Supplied information >>
- - -

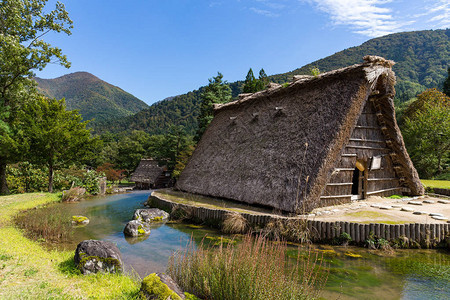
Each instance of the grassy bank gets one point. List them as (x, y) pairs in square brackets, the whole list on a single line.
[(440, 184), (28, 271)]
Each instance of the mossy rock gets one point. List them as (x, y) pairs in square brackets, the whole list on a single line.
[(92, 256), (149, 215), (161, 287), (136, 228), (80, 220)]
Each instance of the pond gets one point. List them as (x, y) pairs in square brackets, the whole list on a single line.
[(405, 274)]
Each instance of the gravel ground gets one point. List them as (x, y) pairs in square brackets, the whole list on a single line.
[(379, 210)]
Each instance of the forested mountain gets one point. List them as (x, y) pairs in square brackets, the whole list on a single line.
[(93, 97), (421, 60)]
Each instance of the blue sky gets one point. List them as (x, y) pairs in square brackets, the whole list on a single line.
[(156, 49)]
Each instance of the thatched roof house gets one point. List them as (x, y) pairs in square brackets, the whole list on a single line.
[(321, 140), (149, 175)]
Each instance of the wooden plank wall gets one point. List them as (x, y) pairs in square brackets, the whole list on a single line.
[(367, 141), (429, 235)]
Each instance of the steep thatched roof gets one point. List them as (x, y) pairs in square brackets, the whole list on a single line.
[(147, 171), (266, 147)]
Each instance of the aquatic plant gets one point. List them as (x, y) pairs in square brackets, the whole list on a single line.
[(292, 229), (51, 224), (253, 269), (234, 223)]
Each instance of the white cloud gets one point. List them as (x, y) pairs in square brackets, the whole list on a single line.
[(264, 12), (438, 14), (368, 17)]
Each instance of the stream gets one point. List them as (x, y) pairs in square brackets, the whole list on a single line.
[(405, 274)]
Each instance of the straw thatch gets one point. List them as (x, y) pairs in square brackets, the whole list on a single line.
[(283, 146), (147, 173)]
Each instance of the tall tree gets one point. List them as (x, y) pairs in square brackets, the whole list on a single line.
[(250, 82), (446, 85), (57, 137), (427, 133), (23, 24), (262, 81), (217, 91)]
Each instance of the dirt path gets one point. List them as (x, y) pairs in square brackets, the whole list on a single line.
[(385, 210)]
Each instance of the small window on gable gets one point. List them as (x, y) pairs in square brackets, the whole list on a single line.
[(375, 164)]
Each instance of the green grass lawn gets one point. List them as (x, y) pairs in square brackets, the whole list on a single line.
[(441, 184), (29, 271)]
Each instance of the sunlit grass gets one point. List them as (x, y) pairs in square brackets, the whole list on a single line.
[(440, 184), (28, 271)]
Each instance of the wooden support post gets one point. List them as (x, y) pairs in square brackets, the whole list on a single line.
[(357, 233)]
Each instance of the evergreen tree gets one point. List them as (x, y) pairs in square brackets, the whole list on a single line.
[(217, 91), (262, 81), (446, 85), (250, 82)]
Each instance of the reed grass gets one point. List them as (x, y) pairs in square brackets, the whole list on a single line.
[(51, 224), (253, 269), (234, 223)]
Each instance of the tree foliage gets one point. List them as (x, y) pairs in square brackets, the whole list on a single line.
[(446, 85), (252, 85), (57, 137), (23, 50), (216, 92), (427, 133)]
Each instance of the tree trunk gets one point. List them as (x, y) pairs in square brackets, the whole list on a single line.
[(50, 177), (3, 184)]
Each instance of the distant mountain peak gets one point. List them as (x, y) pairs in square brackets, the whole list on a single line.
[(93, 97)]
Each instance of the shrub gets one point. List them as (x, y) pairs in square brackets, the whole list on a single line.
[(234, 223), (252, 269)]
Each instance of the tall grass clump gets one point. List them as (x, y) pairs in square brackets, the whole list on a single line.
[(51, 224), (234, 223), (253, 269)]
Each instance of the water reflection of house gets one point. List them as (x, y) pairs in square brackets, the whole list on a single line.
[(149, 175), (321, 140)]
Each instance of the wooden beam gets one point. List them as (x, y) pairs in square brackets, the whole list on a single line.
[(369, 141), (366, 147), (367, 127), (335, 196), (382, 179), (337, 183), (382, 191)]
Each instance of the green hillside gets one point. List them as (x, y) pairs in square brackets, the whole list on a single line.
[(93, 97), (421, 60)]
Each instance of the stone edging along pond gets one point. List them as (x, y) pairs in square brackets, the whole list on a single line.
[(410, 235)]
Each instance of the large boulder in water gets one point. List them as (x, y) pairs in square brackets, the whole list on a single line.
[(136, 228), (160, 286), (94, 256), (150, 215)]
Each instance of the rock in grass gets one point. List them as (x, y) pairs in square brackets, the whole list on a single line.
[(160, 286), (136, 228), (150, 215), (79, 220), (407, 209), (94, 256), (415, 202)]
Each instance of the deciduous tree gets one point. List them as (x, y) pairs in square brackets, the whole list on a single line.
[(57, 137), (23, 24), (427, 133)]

- - -

Task >> Give back, unchanged, the line containing "Each instance of the tree foliage" and each line that comes after it in the entries above, ending with the last.

Result for this exercise >>
Each instance of the tree foliage gets one point. List them as (x, y) pairs in square brackets, the whole list on a single line.
[(446, 85), (252, 85), (57, 137), (23, 50), (216, 92), (427, 133)]
Each instance of the tree trunk gets one point. List them as (x, y) pairs in square brackets, the whole list on a single line.
[(50, 177), (3, 184)]
Each instance of the distant mountain peak gets one point. List them as (x, y) pairs in square brackets, the whole list on a single line.
[(93, 97)]
Each instance of the shrub gets one point. List them as (x, y) pairs in square brackets, the whole list on a single line.
[(234, 223), (252, 269)]
Each instance of the tall grass clump gets one point. List them as (x, y) pairs in square brackets, the whole list on a single line.
[(51, 224), (234, 223), (253, 269)]
Each instance of the water reflection of house gets one point. List them as (x, y) pairs in square brackets, the whole list on a single line.
[(149, 175), (321, 140)]
Each instance of the wooden beam gets one point. List them as (x, y) pairs in square brackets, the whole list on a single line.
[(369, 141), (366, 147), (367, 127), (335, 196), (382, 179), (337, 183), (382, 191)]
Each instance of the green hillside gets one point. List them as (x, y) pairs in square brackets, the whole list on a single line.
[(93, 97), (421, 60)]
Each instance of the stone edging along pond gets one point. List them as (x, y) pairs in square brackets, the whole list on a single line.
[(410, 235)]
Each instance of the large boulder in water gets one point. List them as (x, y) pairs in square brackets, the whole list on a single line.
[(136, 228), (160, 286), (94, 256), (150, 215)]
Each instance of the rock in grass gets one point. List them as (x, y) pairs in square brackets, the whole list on a single line.
[(160, 286), (136, 228), (150, 215), (79, 220), (407, 209), (94, 256), (415, 202)]
Each instance of the deciduous tree gets one point. List them as (x, y) pairs in square brackets, the whole list on a single line.
[(57, 137), (23, 24), (427, 133)]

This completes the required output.